_Written exercise A_.
According to the discussion of reheating ribs below, why does one writer often let ribs rest until the next day before grilling and serving them? Answer in one to three sentences.

Interesting set up J. I'm trying to make out the bottom under the grill and it almost looks concrete. What is it?
 
What is it?

its a tire rim. they are the standard fire ring at the camp I was cooking at, my uncle likes to spray paint it silver.

I jury rigged my roti with some blocks and rebar so I could set it up there,
 
I have smoked ribs and then reheated the next day on the gasser to sauce and serve. I felt they were great and definitly added some thing to them. The one time I did this for my Dad he said they were the best he had ever had. Maybe there is something to thid reheating-Q!!!
 
I let ribs rest quite often till the next day. Usually cut them into individual ribs and grill them on the kettle and serve. It takes a lot of the pressure off on the day of the get together and lets you relax . Plus if you've ever over smoked your ribs (yes you can do it) letting it sit for a day will mellow out the smoke flavour
 
I heard Alton Brown of the food network say one time. I believe he was talking about PP or pork roast or something.

That it is the "tenderest" after resting of course in the foil etc.

"Once it cools and is reheated" it never gets "Quite" to the tenderness level it was.

I have found when I "overcooked" ribs, and they were fall off the bone. Which by the way I don't care for fall off the bone. Just my personal taste, not my family's.

Reheating the next day, the ribs are still pleanty tender enought yet they don't seam too fall off the bone. For me cooked just the way I want them.

_Written exercise B_.
From the entries below, extract every line that contains the string "door". Case counts.

_Data for the task_.
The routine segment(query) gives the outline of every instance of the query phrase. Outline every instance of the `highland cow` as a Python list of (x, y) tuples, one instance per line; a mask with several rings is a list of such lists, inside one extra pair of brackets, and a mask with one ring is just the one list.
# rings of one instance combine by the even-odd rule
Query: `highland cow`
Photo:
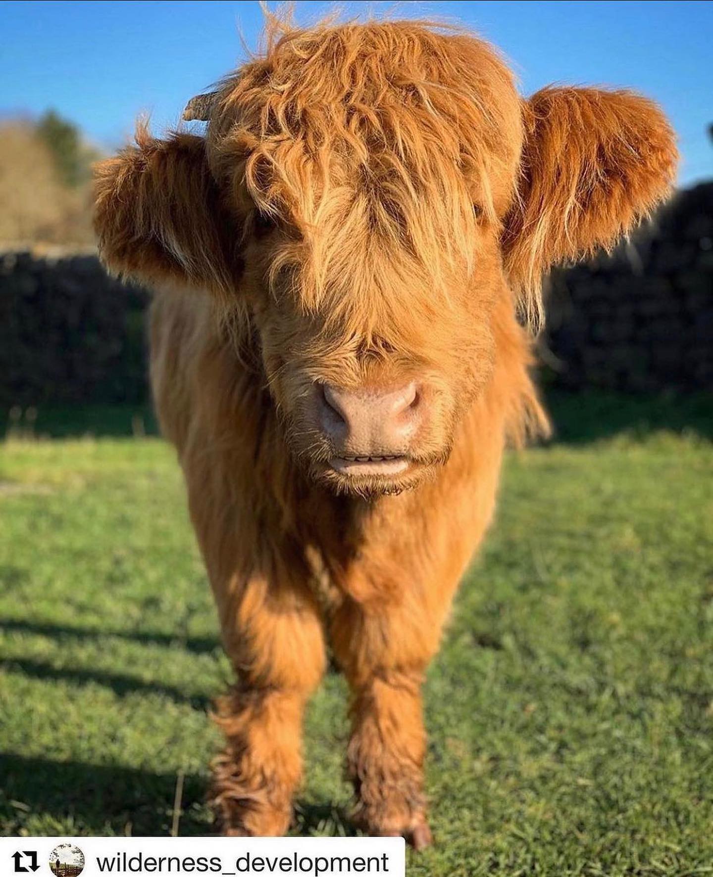
[(666, 195), (674, 138), (628, 91), (522, 99), (455, 29), (268, 30), (189, 103), (205, 134), (140, 129), (98, 165), (100, 252), (156, 293), (155, 404), (237, 677), (223, 830), (288, 828), (328, 643), (356, 824), (421, 847), (424, 670), (507, 441), (547, 430), (541, 279)]

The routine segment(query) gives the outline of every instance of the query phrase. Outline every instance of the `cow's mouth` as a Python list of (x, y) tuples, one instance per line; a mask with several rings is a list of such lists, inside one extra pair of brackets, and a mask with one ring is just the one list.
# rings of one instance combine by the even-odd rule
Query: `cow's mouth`
[(332, 457), (329, 466), (342, 475), (400, 475), (411, 461), (404, 454), (390, 456)]

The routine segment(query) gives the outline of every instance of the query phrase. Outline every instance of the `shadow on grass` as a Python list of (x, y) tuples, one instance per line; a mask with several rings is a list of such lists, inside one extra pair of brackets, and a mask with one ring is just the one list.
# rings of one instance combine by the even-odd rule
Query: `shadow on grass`
[(155, 631), (117, 631), (111, 628), (96, 630), (90, 627), (78, 627), (68, 624), (54, 624), (47, 622), (24, 621), (21, 618), (0, 618), (0, 631), (37, 634), (51, 637), (60, 642), (67, 638), (87, 638), (102, 640), (107, 637), (132, 640), (155, 645), (175, 645), (194, 654), (211, 654), (221, 649), (217, 637), (182, 637), (180, 634), (161, 633)]
[[(134, 767), (53, 761), (0, 753), (0, 821), (18, 834), (32, 816), (72, 819), (81, 833), (168, 835), (177, 775)], [(206, 774), (184, 777), (178, 834), (215, 833), (205, 805)], [(291, 833), (347, 837), (356, 834), (342, 808), (296, 802)]]
[[(632, 396), (604, 390), (568, 392), (545, 389), (545, 406), (555, 427), (554, 441), (585, 444), (627, 432), (645, 438), (666, 430), (691, 431), (713, 440), (713, 394), (659, 394)], [(158, 426), (150, 405), (76, 405), (40, 408), (22, 412), (11, 420), (5, 412), (4, 430), (0, 435), (97, 438), (158, 435)], [(0, 427), (3, 425), (0, 418)]]
[(631, 396), (603, 390), (545, 389), (554, 426), (552, 440), (582, 445), (625, 432), (645, 438), (653, 432), (690, 432), (713, 440), (713, 394)]
[[(119, 835), (170, 831), (175, 774), (0, 754), (0, 819), (15, 831), (32, 815), (72, 818), (88, 835), (101, 835), (107, 826)], [(202, 806), (207, 782), (207, 774), (184, 777), (180, 834), (212, 832)]]
[[(4, 427), (4, 428), (3, 428)], [(128, 438), (159, 434), (150, 404), (47, 405), (0, 411), (0, 436)]]
[(208, 709), (211, 699), (205, 695), (190, 695), (183, 688), (161, 682), (144, 682), (133, 676), (106, 673), (104, 670), (84, 670), (81, 667), (56, 667), (44, 661), (25, 658), (12, 658), (0, 662), (0, 670), (21, 673), (32, 679), (49, 681), (69, 682), (72, 685), (101, 685), (111, 688), (120, 697), (140, 693), (169, 697), (177, 703), (188, 703), (193, 709)]

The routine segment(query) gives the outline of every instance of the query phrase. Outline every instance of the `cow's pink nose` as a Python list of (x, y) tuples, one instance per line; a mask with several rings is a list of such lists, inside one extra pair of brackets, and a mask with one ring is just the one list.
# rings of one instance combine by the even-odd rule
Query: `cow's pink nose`
[(355, 456), (406, 453), (423, 407), (413, 381), (389, 389), (324, 384), (321, 403), (322, 429), (337, 449)]

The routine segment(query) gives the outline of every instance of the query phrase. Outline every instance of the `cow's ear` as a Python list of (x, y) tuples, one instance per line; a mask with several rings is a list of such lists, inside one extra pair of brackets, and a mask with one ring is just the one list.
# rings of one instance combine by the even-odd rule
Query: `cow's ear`
[(628, 91), (547, 88), (523, 102), (519, 190), (503, 257), (530, 324), (553, 265), (611, 247), (671, 189), (678, 153), (666, 117)]
[(155, 284), (234, 289), (241, 229), (221, 206), (203, 138), (155, 139), (145, 129), (136, 145), (94, 169), (94, 227), (110, 270)]

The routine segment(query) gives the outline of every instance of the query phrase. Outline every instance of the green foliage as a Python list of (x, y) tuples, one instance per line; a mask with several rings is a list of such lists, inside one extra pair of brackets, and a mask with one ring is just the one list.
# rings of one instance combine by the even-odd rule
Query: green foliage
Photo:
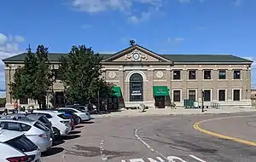
[(73, 46), (67, 56), (60, 59), (65, 94), (69, 101), (86, 103), (100, 94), (107, 95), (108, 84), (100, 79), (101, 61), (98, 54), (85, 45)]
[(9, 84), (14, 99), (27, 97), (38, 101), (39, 107), (45, 108), (45, 97), (52, 84), (52, 72), (48, 61), (48, 48), (38, 45), (36, 54), (27, 49), (24, 66), (19, 67)]

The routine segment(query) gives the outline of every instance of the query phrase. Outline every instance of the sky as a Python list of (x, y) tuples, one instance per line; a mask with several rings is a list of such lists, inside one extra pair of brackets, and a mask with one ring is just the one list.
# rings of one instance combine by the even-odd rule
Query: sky
[[(0, 59), (28, 44), (64, 53), (85, 44), (109, 53), (134, 39), (160, 54), (231, 54), (256, 61), (255, 0), (2, 0), (0, 5)], [(5, 89), (3, 62), (0, 89)]]

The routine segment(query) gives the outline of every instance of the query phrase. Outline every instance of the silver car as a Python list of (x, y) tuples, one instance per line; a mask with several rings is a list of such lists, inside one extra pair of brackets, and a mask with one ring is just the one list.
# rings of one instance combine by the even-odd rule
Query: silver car
[(39, 162), (40, 148), (21, 132), (0, 129), (0, 161)]
[(38, 120), (26, 121), (2, 119), (0, 119), (0, 126), (3, 130), (23, 132), (28, 139), (40, 148), (42, 152), (48, 150), (52, 146), (50, 130)]

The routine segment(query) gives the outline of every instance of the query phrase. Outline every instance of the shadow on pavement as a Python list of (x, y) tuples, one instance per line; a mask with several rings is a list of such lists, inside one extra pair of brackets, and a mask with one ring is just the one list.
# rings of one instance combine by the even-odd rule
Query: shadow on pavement
[(80, 135), (67, 135), (65, 136), (61, 136), (61, 140), (73, 140), (80, 137)]
[(56, 139), (55, 141), (53, 142), (52, 143), (52, 146), (55, 147), (55, 146), (58, 146), (58, 145), (61, 145), (62, 143), (64, 143), (65, 142), (63, 140), (61, 140), (61, 139)]
[(44, 153), (42, 153), (42, 157), (51, 156), (61, 153), (64, 150), (62, 148), (51, 148)]
[(83, 128), (84, 127), (84, 125), (77, 125), (76, 128)]
[(79, 134), (81, 133), (81, 131), (72, 131), (69, 133), (69, 135), (76, 135), (76, 134)]
[(83, 121), (80, 124), (93, 124), (94, 121)]
[[(75, 156), (84, 156), (84, 157), (96, 157), (101, 156), (100, 148), (97, 147), (85, 147), (81, 145), (74, 145), (73, 148), (74, 150), (67, 150), (67, 154), (72, 154)], [(110, 150), (102, 150), (102, 154), (108, 156), (108, 159), (123, 157), (123, 156), (131, 156), (136, 153), (132, 152), (119, 152), (119, 151), (110, 151)]]

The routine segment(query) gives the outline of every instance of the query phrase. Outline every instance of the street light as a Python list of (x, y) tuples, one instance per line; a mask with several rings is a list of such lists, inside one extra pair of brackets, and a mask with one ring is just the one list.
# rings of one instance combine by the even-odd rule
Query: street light
[(201, 90), (201, 113), (204, 113), (205, 91)]

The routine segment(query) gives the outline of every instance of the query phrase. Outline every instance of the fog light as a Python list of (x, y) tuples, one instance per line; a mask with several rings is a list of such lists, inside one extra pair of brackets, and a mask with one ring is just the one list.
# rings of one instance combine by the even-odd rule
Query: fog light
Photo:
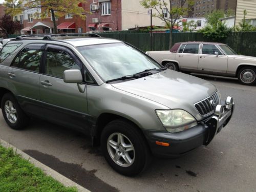
[(216, 106), (214, 114), (219, 116), (219, 118), (221, 118), (223, 114), (223, 107), (221, 104), (218, 104)]
[(232, 106), (233, 106), (233, 98), (232, 97), (228, 96), (227, 97), (226, 101), (225, 101), (225, 104), (226, 105), (226, 108), (228, 110), (232, 108)]

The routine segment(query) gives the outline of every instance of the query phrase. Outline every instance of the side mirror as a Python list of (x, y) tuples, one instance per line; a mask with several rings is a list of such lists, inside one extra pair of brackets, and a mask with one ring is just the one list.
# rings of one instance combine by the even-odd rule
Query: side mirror
[(81, 83), (82, 76), (81, 71), (78, 69), (69, 69), (64, 71), (63, 80), (64, 82), (71, 83)]

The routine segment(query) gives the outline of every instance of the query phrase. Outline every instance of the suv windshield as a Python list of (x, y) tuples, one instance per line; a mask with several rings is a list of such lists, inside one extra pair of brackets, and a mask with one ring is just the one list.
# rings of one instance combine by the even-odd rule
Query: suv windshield
[(157, 72), (157, 69), (162, 67), (150, 57), (123, 43), (82, 46), (77, 49), (105, 81), (152, 69), (156, 69), (155, 71)]
[(234, 50), (226, 45), (219, 45), (219, 46), (227, 55), (237, 55), (237, 53), (236, 53)]

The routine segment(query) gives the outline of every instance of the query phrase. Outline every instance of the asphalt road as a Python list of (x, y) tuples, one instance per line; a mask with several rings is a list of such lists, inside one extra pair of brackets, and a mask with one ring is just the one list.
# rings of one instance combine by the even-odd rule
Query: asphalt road
[(90, 138), (45, 121), (15, 131), (1, 114), (0, 137), (93, 191), (256, 191), (256, 87), (203, 78), (223, 98), (233, 97), (229, 123), (208, 146), (176, 159), (154, 158), (134, 178), (113, 171)]

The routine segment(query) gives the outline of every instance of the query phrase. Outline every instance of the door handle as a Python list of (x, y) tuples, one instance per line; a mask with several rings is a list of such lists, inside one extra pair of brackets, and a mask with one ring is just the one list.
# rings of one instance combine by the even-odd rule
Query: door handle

_Full answer A_.
Resting the ribs until the next day takes much of the pressure off on the day of the get-together and lets the cook relax. It also mellows out the smoke flavor if the ribs were over-smoked.

_Full answer B_.
The routine segment(query) gives the outline of every instance of the query phrase. Outline every instance of the door handle as a Python list of (x, y) tuples, one instance per line; a mask with several rings is a list of such lists, inside one extra pair of brackets, and a mask with one ring is just the one list.
Query: door handle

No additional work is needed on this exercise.